ARTICLE |
>>>>

On 24th of October starting at 5pm you are welcome to join us for Publics Talk by writer and artist Chris Kraus who is the author of four novels, including I Love Dick and Summer of Hate; two books of art and cultural criticism; and most recently, After Kathy Acker: A Literary Biography. She received the College Art Association’s Frank Jewett Mather Award in Art Criticism in 2008, and a Warhol Foundation Art Writing grant in 2011. Followed by the talk, PUBLICS host a critical writing workshop aimed at anyone writing about art, and would like to share their work with Kraus. Please see below for further information and instructions on how to submit your work.
In addition to the talk PUBLICS has co-organized a Baltic tour of the entire selection of Chris Kraus’s films made between 1982-1995. These works range widely in form, feeling, and length. Each materializes from the meeting of desire and contingency, where the personal, political and practical contend with one another. The films are on view at PUBLICS between 24–28 Oct and touring to Latvian Center for Contemporary Art (LCCA), Riga (1–2 Nov 2018) & Index, Stockholm (31 May–8 Sept 2019). What I couldn’t write: Chris Kraus’ Films from 1982-1995 on tour has been organised by PUBLICS in collaboration with Château Shatto, Los Angeles.
Chris Kraus: Kelly Lake Store
Publics Talk
24 Oct 2018, 5–7PM
Moving from an abandoned convenience store in northern Minnesota, to an artist-run gallery in the working class Puerto Nuevo neighborhood of Mexicali, Chris Kraus talks about the facts and possibilities of artistic work in off-the-grid locales, outside of metropolitan centers. As she argues in her new essay collection, “Social Practices” the genre of that name – which has come to describe the forarys of well-meaning artist into practical realms like landscape design and education, is misleading. Like everything else, art will always be transactional. Kraus’s new book “Social Practices” will also be available for purchase at PUBLICS on the evening at a discounted launch price.

<<<<

[Data entries]
>>>>

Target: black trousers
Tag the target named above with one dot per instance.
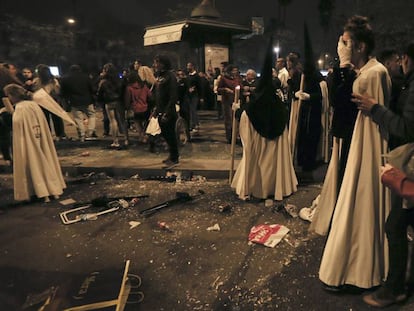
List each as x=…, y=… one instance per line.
x=5, y=135
x=168, y=132
x=396, y=228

<<<<

SET EXERCISE | According to the Chris Kraus event announcement, which award did she receive in 2008? You won't need the items for this.

EXERCISE OUTPUT | The College Art Association's Frank Jewett Mather Award in Art Criticism.